Rows from a pointing dataset:

╭──

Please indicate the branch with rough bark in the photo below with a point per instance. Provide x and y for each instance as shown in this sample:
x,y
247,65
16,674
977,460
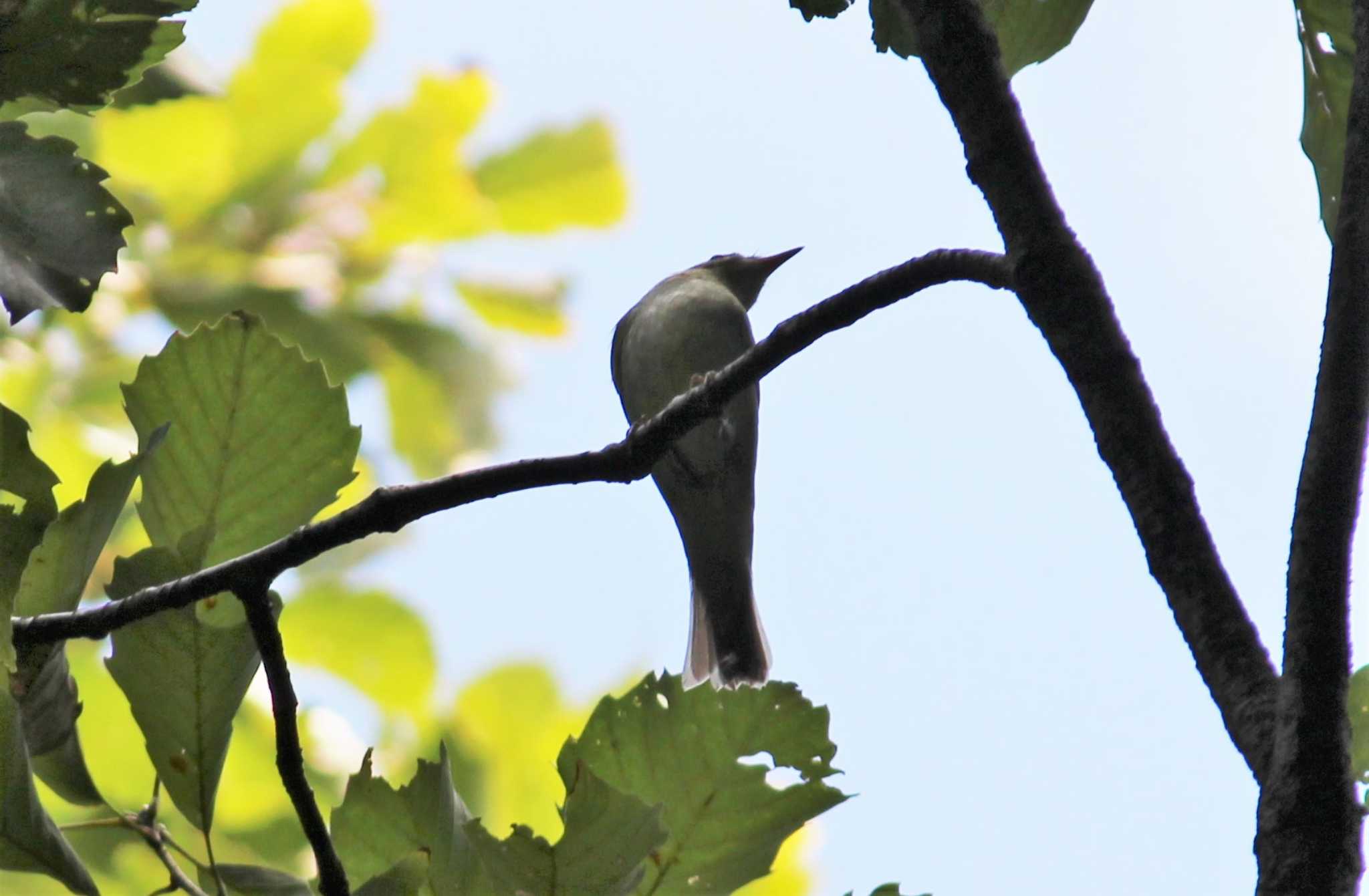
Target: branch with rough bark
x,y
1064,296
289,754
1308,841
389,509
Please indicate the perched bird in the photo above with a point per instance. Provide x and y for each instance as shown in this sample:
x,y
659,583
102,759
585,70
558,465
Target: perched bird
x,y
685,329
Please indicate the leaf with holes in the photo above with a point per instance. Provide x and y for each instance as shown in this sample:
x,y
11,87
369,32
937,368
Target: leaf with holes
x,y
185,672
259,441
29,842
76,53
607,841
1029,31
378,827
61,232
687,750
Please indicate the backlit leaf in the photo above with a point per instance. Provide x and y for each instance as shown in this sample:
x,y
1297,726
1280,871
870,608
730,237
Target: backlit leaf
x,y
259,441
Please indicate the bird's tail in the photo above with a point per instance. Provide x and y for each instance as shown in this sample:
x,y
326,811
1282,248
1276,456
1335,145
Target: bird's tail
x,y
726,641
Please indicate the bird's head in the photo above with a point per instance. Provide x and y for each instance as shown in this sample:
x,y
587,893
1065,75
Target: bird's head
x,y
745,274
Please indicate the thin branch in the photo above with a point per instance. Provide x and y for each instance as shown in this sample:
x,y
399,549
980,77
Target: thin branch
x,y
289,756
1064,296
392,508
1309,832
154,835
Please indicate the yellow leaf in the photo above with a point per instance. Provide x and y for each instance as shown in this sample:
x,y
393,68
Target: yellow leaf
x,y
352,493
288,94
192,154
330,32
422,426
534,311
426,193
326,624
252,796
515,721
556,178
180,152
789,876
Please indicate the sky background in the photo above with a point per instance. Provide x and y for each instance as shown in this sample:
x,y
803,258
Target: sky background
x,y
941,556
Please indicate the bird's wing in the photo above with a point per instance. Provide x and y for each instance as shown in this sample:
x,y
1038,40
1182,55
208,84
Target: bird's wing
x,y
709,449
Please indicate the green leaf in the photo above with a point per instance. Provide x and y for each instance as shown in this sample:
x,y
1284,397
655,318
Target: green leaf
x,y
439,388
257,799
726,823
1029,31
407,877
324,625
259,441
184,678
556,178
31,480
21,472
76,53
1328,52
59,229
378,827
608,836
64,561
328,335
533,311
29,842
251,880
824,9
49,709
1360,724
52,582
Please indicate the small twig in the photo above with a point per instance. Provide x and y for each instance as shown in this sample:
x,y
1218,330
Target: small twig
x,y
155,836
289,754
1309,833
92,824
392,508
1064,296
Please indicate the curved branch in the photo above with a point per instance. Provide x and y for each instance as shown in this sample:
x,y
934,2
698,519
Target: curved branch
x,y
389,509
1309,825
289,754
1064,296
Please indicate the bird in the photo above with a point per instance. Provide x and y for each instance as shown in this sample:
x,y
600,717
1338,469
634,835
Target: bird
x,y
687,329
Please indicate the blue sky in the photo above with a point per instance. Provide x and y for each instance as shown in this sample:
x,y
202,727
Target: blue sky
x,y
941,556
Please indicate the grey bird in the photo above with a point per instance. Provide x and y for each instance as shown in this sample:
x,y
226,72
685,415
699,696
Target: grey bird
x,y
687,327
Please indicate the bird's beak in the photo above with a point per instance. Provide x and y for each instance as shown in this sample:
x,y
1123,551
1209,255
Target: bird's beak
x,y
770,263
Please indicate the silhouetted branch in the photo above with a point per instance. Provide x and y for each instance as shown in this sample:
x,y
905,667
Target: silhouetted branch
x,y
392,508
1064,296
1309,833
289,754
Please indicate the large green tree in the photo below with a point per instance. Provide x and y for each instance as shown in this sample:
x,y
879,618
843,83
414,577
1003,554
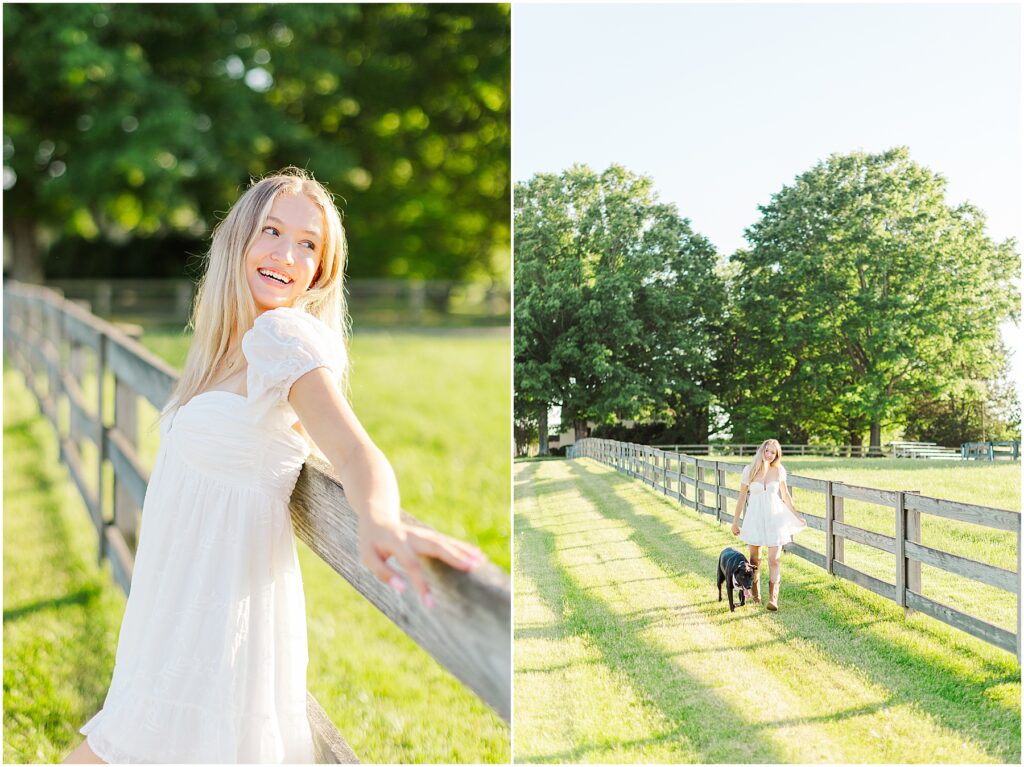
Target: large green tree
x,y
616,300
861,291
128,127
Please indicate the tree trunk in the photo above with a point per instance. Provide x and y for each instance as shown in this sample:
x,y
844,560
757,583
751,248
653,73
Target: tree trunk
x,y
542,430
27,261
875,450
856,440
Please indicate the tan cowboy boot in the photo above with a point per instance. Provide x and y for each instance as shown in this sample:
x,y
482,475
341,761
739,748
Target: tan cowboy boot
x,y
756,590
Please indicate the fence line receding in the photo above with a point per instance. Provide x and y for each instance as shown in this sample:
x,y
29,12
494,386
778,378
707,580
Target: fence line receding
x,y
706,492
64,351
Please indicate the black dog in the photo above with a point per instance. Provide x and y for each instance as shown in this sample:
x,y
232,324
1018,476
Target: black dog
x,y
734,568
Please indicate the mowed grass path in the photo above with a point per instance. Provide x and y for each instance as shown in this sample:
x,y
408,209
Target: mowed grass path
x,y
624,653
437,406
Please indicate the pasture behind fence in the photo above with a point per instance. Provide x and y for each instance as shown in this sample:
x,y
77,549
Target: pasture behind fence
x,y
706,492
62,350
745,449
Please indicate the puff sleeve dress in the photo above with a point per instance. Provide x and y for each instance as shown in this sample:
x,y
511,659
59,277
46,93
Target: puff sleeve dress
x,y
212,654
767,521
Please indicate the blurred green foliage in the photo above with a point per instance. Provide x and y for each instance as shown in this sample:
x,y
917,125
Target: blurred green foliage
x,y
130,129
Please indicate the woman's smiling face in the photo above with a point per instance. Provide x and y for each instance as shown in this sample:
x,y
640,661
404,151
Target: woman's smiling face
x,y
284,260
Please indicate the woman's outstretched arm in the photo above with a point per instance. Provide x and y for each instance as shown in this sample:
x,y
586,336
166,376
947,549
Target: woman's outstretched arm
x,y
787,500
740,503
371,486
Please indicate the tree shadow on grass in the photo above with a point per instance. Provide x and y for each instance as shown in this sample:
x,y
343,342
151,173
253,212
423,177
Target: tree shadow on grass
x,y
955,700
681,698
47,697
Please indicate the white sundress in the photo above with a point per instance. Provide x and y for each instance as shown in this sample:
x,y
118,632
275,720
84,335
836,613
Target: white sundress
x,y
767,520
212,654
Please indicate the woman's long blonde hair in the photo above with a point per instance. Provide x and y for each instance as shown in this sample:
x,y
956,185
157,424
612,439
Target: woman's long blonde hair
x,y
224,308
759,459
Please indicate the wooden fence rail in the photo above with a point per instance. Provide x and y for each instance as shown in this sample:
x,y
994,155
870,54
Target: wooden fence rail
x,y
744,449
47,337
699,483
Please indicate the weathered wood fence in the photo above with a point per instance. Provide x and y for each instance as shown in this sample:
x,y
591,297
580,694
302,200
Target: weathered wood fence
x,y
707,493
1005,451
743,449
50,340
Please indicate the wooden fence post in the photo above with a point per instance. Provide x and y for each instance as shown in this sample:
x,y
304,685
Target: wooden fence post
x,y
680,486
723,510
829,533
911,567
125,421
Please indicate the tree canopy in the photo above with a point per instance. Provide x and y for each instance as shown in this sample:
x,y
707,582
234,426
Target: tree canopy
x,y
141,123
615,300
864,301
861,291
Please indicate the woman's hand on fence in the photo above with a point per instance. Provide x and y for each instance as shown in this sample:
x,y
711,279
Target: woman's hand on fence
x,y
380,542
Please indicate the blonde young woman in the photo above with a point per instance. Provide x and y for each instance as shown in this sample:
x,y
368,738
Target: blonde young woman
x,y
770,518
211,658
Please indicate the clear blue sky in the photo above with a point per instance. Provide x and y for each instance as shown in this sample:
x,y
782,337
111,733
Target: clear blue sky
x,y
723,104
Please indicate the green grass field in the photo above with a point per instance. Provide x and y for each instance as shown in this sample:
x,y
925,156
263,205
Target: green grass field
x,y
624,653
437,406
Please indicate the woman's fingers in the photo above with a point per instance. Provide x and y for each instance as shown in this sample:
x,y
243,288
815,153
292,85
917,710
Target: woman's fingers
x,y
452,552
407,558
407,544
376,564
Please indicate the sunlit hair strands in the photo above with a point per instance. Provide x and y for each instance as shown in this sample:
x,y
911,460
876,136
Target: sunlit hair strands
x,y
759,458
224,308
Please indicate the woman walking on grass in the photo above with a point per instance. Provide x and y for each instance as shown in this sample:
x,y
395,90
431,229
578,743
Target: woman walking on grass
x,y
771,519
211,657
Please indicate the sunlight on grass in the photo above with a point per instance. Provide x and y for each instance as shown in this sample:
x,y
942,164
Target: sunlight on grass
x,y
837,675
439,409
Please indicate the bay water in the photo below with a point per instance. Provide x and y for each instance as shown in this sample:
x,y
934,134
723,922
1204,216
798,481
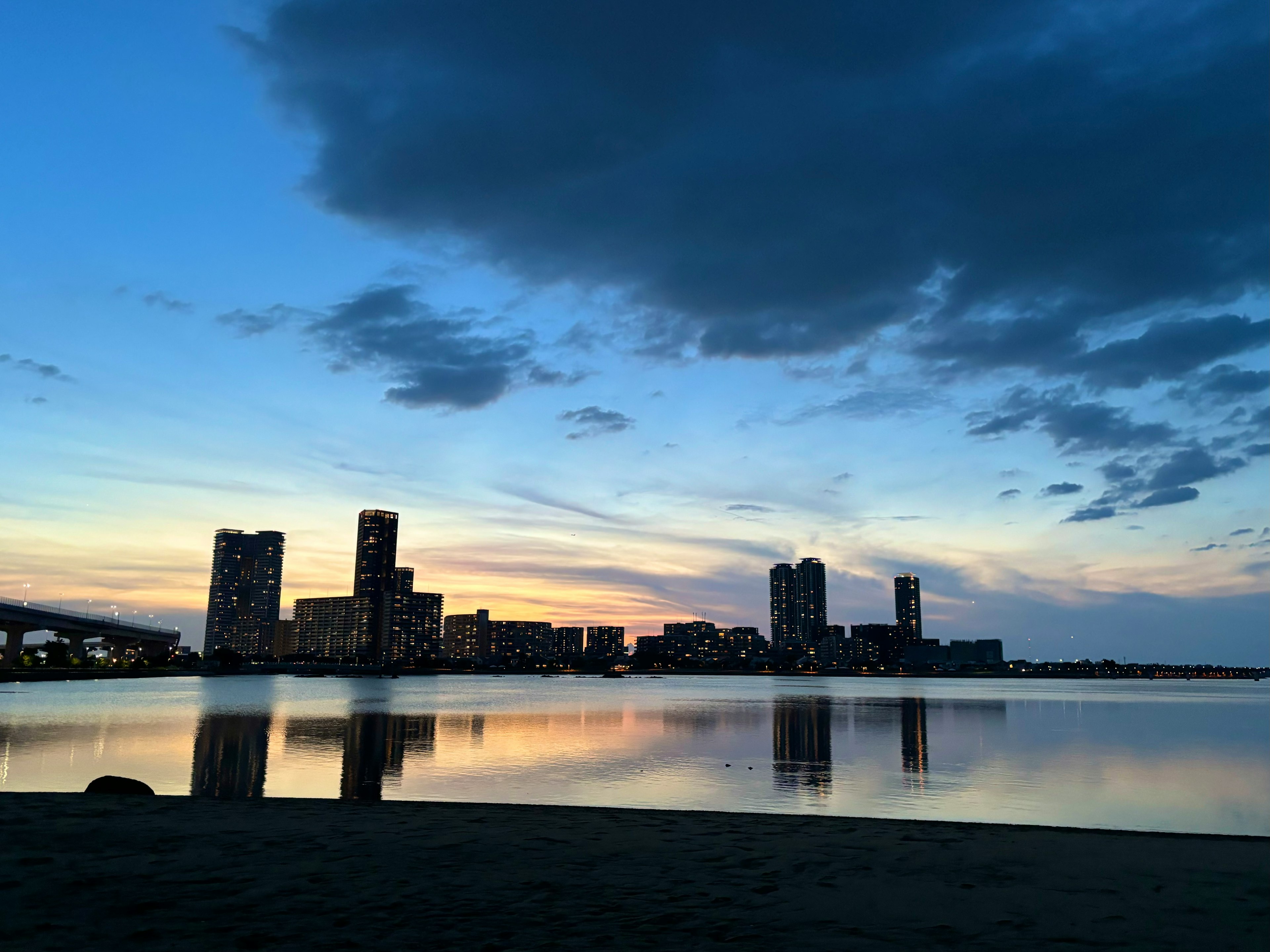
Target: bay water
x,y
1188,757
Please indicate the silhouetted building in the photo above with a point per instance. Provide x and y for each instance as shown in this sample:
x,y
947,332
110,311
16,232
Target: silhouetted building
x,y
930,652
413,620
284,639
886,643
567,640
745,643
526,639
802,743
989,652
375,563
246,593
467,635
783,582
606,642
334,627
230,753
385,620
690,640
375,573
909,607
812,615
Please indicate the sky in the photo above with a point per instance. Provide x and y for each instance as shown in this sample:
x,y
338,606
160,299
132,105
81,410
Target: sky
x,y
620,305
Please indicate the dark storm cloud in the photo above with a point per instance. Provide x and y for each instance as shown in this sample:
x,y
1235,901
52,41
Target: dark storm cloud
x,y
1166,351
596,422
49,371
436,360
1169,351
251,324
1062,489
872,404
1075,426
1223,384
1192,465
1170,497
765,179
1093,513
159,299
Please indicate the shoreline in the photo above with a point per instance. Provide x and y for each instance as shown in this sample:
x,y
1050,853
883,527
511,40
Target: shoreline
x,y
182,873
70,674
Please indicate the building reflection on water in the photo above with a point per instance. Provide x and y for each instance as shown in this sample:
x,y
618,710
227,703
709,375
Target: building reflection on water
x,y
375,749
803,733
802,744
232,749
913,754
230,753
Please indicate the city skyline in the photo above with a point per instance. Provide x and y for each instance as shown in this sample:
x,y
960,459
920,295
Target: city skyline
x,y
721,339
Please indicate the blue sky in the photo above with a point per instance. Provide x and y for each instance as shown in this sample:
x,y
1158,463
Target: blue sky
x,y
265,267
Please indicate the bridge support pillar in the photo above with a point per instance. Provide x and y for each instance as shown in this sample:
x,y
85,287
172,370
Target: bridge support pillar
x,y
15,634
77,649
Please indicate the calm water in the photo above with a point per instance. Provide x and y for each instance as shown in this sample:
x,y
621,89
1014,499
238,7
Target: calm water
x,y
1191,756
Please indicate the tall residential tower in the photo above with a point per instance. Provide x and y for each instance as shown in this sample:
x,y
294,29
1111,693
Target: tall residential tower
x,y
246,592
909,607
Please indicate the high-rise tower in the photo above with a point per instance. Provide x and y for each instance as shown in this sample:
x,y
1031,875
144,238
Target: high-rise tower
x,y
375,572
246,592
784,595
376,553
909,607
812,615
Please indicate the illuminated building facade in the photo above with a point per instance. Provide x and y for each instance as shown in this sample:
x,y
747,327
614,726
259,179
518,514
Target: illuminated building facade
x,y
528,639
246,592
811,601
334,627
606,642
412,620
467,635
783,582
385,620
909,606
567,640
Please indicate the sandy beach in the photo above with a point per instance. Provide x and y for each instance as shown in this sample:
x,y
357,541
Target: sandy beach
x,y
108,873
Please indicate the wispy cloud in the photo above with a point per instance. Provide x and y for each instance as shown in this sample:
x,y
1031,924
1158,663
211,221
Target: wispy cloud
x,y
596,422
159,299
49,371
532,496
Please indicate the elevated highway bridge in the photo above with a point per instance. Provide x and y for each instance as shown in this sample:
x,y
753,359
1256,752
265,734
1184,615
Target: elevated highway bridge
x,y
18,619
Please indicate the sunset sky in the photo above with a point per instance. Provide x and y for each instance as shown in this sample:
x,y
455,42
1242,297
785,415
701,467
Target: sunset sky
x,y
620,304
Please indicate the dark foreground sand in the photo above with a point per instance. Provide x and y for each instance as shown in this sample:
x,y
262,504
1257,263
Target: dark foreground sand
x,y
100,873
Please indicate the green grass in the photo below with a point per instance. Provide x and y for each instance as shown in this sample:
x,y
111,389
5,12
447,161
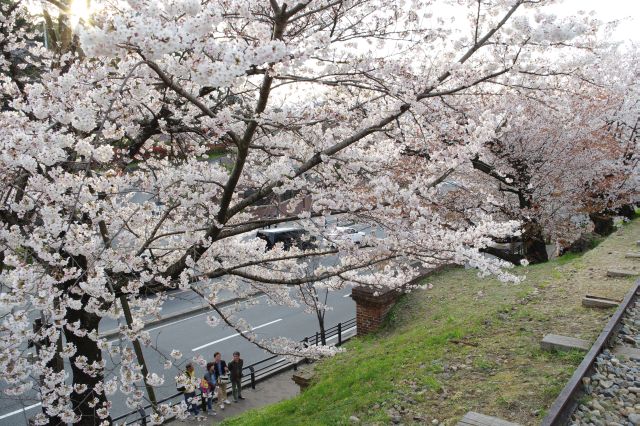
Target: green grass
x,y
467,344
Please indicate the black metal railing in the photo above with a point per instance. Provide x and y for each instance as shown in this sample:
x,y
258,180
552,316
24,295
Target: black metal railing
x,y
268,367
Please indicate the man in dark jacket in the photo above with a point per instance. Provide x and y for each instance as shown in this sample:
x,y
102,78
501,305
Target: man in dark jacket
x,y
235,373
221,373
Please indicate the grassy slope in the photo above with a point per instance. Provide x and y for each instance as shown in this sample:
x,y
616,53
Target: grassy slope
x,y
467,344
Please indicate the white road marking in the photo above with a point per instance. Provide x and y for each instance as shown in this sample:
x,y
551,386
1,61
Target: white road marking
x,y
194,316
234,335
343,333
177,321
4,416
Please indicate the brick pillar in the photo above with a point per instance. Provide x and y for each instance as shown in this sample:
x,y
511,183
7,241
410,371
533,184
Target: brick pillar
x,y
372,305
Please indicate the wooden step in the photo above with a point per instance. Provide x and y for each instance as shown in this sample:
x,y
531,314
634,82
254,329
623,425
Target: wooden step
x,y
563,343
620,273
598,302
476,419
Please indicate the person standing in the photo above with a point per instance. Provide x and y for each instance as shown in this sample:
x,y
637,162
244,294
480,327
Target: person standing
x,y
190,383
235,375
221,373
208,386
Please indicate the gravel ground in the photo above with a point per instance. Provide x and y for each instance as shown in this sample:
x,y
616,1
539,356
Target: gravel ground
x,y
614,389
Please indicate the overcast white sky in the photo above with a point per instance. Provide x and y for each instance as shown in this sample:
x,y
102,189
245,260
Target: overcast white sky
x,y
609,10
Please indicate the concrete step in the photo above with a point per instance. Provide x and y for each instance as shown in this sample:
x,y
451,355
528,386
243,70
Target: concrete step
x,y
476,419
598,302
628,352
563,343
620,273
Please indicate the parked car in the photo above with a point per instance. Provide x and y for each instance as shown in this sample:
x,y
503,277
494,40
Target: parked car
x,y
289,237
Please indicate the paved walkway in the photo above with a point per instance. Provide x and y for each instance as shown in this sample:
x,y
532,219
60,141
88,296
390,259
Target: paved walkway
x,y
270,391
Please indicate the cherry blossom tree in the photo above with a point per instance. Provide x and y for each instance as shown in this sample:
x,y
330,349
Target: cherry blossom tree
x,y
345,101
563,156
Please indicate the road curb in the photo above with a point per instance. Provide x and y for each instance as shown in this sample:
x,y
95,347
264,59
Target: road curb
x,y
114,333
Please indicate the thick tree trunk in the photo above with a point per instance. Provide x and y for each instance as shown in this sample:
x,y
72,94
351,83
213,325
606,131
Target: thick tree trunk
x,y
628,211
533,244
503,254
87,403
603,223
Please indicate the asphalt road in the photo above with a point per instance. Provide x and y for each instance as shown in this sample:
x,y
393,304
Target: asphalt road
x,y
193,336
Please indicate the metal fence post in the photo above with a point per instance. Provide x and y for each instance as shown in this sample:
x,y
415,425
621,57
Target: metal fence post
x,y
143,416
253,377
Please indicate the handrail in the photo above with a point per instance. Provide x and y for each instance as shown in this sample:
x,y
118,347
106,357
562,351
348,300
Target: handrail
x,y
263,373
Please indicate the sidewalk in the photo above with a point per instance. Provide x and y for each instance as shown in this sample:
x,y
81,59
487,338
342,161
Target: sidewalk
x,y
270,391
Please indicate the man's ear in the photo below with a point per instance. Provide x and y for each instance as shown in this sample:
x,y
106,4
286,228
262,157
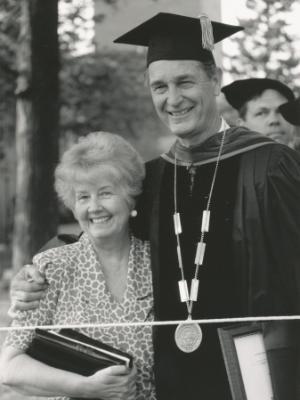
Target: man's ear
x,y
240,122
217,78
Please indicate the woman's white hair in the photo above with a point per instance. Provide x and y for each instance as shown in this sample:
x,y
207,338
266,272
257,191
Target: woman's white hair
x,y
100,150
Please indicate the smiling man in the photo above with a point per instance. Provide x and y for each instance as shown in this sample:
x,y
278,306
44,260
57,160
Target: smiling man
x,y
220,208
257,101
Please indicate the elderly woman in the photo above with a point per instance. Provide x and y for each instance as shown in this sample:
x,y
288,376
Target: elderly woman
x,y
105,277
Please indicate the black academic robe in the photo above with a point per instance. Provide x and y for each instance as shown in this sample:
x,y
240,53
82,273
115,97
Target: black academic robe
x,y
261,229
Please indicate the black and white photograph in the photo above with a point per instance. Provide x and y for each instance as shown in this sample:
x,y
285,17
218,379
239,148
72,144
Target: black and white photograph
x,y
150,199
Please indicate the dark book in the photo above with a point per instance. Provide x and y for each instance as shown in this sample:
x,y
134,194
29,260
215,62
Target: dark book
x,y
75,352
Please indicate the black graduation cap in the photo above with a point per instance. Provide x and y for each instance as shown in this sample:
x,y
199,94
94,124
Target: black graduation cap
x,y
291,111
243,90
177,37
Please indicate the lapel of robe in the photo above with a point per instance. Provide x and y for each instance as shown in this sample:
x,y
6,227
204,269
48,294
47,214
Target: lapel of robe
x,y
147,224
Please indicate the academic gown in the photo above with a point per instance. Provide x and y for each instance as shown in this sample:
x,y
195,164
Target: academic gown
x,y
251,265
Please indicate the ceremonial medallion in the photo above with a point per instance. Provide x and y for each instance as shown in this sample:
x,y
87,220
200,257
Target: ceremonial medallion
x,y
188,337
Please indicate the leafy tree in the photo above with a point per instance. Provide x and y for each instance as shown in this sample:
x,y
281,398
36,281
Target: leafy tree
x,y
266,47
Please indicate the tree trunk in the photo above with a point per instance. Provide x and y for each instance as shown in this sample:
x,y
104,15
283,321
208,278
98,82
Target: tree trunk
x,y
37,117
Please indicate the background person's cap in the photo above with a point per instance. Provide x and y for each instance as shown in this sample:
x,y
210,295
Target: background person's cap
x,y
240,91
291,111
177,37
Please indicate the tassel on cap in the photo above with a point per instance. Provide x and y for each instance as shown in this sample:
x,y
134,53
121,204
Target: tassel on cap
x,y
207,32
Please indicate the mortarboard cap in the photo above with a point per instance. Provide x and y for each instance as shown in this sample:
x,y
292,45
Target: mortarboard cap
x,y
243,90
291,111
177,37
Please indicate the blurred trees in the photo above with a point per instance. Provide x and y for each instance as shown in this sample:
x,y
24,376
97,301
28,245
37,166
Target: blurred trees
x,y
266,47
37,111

╰──

WHAT YOU NEED TO DO:
Give back exactly the lines that run from the line with "Please indicate the tassel" through the close of the material, counting both ends, and nothing more.

RESULT OF THIS TASK:
Please indicate the tassel on cap in the photo above with a point per instance. Provide x and y for each instance as shown in this sample:
x,y
134,53
121,204
Target: tassel on cap
x,y
207,32
Please indicate the mortarboard cap in the photo above with a point per instance. Provide x and y for each instance as shown in this sample:
x,y
292,45
Target: mortarboard cap
x,y
243,90
291,111
177,37
Please indicate the blurred trees in the photo above with a point per instance. Provide x and y for each instance as shown in this sample:
x,y
24,376
97,301
28,245
37,166
Target: blurred trees
x,y
266,47
37,111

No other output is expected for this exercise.